## What this task involves
Rewrite all of the items below, changing every "instance" to "occurrence" and keeping everything else the same.

## Records to process
________

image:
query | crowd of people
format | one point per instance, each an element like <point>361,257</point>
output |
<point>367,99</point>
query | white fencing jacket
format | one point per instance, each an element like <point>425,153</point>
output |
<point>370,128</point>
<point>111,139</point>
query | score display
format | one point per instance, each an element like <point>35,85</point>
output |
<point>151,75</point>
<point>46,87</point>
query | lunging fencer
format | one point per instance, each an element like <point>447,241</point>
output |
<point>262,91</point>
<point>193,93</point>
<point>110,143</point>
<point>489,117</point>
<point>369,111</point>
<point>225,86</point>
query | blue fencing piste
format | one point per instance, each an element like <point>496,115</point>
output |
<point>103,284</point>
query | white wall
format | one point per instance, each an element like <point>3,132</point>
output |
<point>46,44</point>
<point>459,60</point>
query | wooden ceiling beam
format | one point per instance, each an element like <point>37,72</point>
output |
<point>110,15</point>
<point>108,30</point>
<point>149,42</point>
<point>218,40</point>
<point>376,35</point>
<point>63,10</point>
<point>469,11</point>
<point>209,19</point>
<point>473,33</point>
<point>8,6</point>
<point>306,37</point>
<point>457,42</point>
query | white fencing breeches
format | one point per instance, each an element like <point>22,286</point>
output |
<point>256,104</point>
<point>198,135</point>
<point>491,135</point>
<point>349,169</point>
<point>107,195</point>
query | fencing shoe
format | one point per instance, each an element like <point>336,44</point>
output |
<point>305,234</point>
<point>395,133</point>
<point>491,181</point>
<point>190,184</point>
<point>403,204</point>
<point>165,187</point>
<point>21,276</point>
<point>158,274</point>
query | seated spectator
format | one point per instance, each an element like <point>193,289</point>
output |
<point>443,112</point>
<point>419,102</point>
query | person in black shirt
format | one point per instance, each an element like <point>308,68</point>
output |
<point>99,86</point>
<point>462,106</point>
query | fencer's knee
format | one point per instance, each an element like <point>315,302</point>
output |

________

## In response
image:
query | crowd of people
format | one point per occurrence, each an element like <point>361,257</point>
output |
<point>367,99</point>
query | white fencing jacket
format | one point per occurrence, each an element like <point>425,153</point>
output |
<point>370,128</point>
<point>111,139</point>
query | score display
format | one point per occurrence, each an element like <point>35,85</point>
output |
<point>151,75</point>
<point>46,87</point>
query | lunging fencer
format | one point per occurrence, each an element like <point>447,241</point>
output |
<point>262,91</point>
<point>193,93</point>
<point>110,143</point>
<point>489,117</point>
<point>369,111</point>
<point>225,86</point>
query | blue fencing piste
format | one point per occurrence, each an element like <point>496,115</point>
output |
<point>103,284</point>
query | white wall
format | one point per occurrence, each an element like <point>3,132</point>
output |
<point>46,44</point>
<point>459,60</point>
query | wooden ceiling beam
format | one point per occurrence, each an element like <point>37,72</point>
output |
<point>110,15</point>
<point>108,30</point>
<point>149,42</point>
<point>218,40</point>
<point>376,35</point>
<point>63,10</point>
<point>469,11</point>
<point>209,19</point>
<point>473,33</point>
<point>8,6</point>
<point>306,37</point>
<point>457,42</point>
query | white fencing breeches
format | one point per occurrence, each an element like <point>22,286</point>
output |
<point>256,104</point>
<point>198,135</point>
<point>491,135</point>
<point>349,169</point>
<point>107,195</point>
query | fencing shoe
format | one point per occurrence, each an element like <point>336,44</point>
output |
<point>305,234</point>
<point>395,133</point>
<point>491,181</point>
<point>190,184</point>
<point>403,204</point>
<point>165,187</point>
<point>21,276</point>
<point>158,274</point>
query | seated spectator
format | one point per occurrence, each an element like <point>193,289</point>
output |
<point>443,112</point>
<point>419,102</point>
query | person in black shirt
format | one point per occurrence, each an element like <point>308,68</point>
output |
<point>99,86</point>
<point>462,106</point>
query | fencer's knee
format | one point per occurrence, each an element like <point>315,302</point>
output |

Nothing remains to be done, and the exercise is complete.